**Sayfa metni:**
::::::::

BÜLENT ERANDAÇ

BÜLENT ERANDAÇ

Tarihi 18 Kasım 2014

Türkiye'nin Berlin Duvarları

Birinci dünya savaşının 100'üncü yıldönümü içindeyiz. Gelecek yıl (2015) Çanakkale zaferinin ve Osmanlı'yı yıkmak için planlanan Doğu meselesinin 100'üncü yılını yaşayacağız. 2016'da Osmanlı'nın lime lime parçalanması, Ortadoğu'nun cetvelle çizilerek devletçikler kurulmasını sağlayan Sykes-Picot anlaşmasının 100'üncü yıldönümünü yaşayacağız.
100 yıl önce başımıza çorap ören ülkelerin,100 yıl sonra da aynı aynı oyunları oynadıklarını görünce tarihi iyi okumak ve yeniden yorumlamak gereği net biçimde karşımıza çıkıyor.
Meşhur Sykes-Picot anlaşmasını herhalde Orta Doğu'da şu son yıllarda meydana gelen gelişmeler üzerine artık duymayan kalmadı. Anlaşmanın gerçek amacı, Orta Doğu'nun savaştan sonra Osmanlı'dan geride kalacak olan kısımlarında İngiltere ile Fransa'nın payını ayırmaktı. Bunun için 1915 yılının Kasım ayından 1916 yılının Mart ayına kadar bu devletler arasında görüşmeler yapıldı ve sonunda 16 Mayıs 1916'da anlaşma imzalandı. 2016 yılında anlaşmanın 100. yıldönümüne girerken, bazı sürprizler karşımıza çıkacaktır. Irak'ın, Suriye'nin bölündüğünü, Ortadoğu'da Filistin ve Kürt devletlerinin kurulduğunu, Ürdün'ün, Lübnan'ın ortadan kalktığını, Kuzey Afrika'da yeni devletçiklerin kurulduğunu görürsek şaşırmamalıyız.

::::::::

**Görev tanımı:**
Yukarıdaki Sykes-Picot yazısında "100 yıl önce" sözcükleriyle başlayıp "biçimde karşımıza çıkıyor." sözcüklerine kadar süren bölümü birebir yeniden yazın.

**Verilen veriler:**
::::::::

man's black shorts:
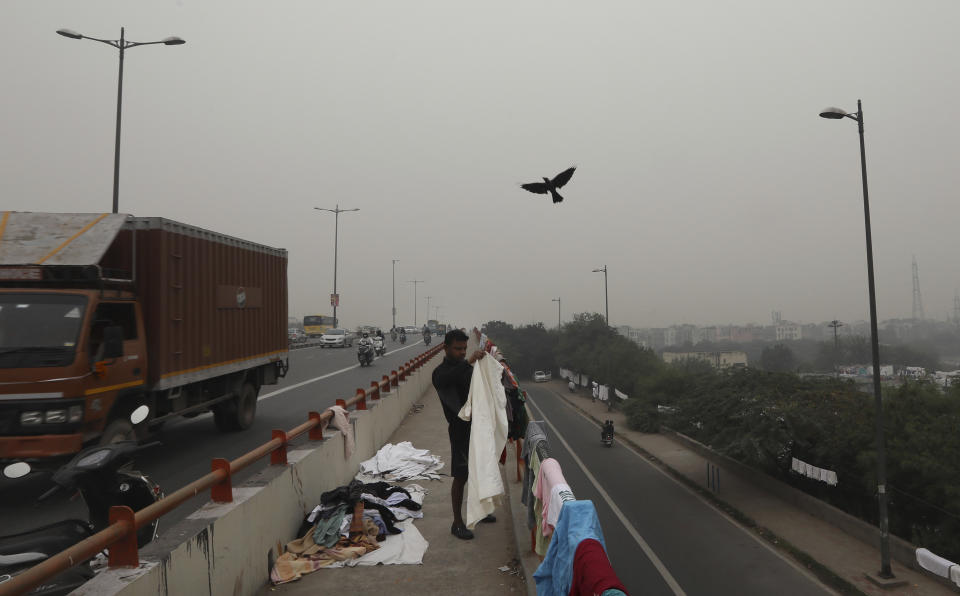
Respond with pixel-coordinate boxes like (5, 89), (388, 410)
(447, 421), (470, 478)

::::::::

**Doğru çıktı:**
100 yıl önce başımıza çorap ören ülkelerin,100 yıl sonra da aynı aynı oyunları oynadıklarını görünce tarihi iyi okumak ve yeniden yorumlamak gereği net biçimde karşımıza çıkıyor.